Supplied data
▼

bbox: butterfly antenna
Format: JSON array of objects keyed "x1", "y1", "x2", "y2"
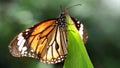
[{"x1": 66, "y1": 4, "x2": 82, "y2": 10}]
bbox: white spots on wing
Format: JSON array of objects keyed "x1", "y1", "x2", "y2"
[
  {"x1": 25, "y1": 29, "x2": 30, "y2": 31},
  {"x1": 17, "y1": 33, "x2": 26, "y2": 51},
  {"x1": 79, "y1": 24, "x2": 84, "y2": 39},
  {"x1": 21, "y1": 47, "x2": 27, "y2": 54}
]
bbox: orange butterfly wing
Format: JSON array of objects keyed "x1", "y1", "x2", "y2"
[{"x1": 9, "y1": 19, "x2": 67, "y2": 64}]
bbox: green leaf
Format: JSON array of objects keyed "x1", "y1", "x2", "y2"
[{"x1": 64, "y1": 11, "x2": 94, "y2": 68}]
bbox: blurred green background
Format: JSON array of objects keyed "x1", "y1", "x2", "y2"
[{"x1": 0, "y1": 0, "x2": 120, "y2": 68}]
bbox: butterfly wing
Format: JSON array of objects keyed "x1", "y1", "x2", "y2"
[
  {"x1": 9, "y1": 19, "x2": 67, "y2": 64},
  {"x1": 71, "y1": 17, "x2": 88, "y2": 43}
]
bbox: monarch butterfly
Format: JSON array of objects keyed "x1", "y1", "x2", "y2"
[{"x1": 8, "y1": 11, "x2": 87, "y2": 64}]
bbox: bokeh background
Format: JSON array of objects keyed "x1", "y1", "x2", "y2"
[{"x1": 0, "y1": 0, "x2": 120, "y2": 68}]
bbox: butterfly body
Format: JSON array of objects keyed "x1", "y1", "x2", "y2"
[{"x1": 9, "y1": 12, "x2": 86, "y2": 64}]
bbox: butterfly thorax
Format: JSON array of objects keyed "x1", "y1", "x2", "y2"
[{"x1": 56, "y1": 12, "x2": 66, "y2": 28}]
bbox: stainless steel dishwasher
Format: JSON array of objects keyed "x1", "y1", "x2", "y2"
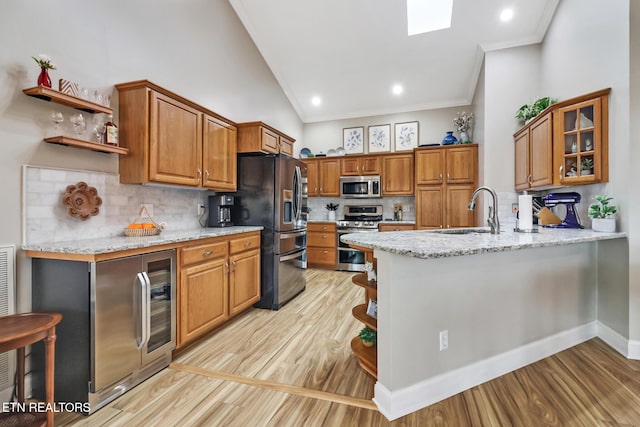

▲

Written exercise
Can you reproduce all of the lines above word for word, leaving out the pictures?

Task output
bbox: butterfly antenna
Format: JSON array of objects keyed "x1", "y1", "x2", "y2"
[{"x1": 66, "y1": 4, "x2": 82, "y2": 10}]
bbox: white spots on wing
Format: JSON array of objects keyed "x1", "y1", "x2", "y2"
[
  {"x1": 25, "y1": 29, "x2": 30, "y2": 31},
  {"x1": 17, "y1": 33, "x2": 26, "y2": 51},
  {"x1": 79, "y1": 24, "x2": 84, "y2": 39},
  {"x1": 21, "y1": 47, "x2": 27, "y2": 54}
]
bbox: orange butterfly wing
Format: JSON array of objects keyed "x1", "y1", "x2", "y2"
[{"x1": 9, "y1": 19, "x2": 67, "y2": 64}]
bbox: green leaf
Format: JSON array of objects keyed "x1", "y1", "x2", "y2"
[{"x1": 64, "y1": 11, "x2": 94, "y2": 68}]
bbox: blurred green background
Format: JSON array of objects keyed "x1", "y1", "x2", "y2"
[{"x1": 0, "y1": 0, "x2": 120, "y2": 68}]
bbox: butterfly wing
Format: JSON array of objects keyed "x1", "y1", "x2", "y2"
[
  {"x1": 9, "y1": 19, "x2": 67, "y2": 64},
  {"x1": 71, "y1": 17, "x2": 88, "y2": 43}
]
bbox: monarch butterfly
Format: JSON array of objects keyed "x1", "y1", "x2", "y2"
[{"x1": 8, "y1": 11, "x2": 87, "y2": 64}]
bbox: bokeh background
Format: JSON array of objects keyed "x1", "y1", "x2", "y2"
[{"x1": 0, "y1": 0, "x2": 120, "y2": 68}]
bbox: butterfly body
Format: JSON array of objects keyed "x1", "y1", "x2", "y2"
[{"x1": 9, "y1": 12, "x2": 86, "y2": 64}]
bbox: butterfly thorax
Format: JSON array of objects keyed "x1", "y1", "x2", "y2"
[{"x1": 56, "y1": 12, "x2": 66, "y2": 28}]
bbox: stainless steel dishwasher
Format: JSON array of objects keyed "x1", "y1", "x2", "y2"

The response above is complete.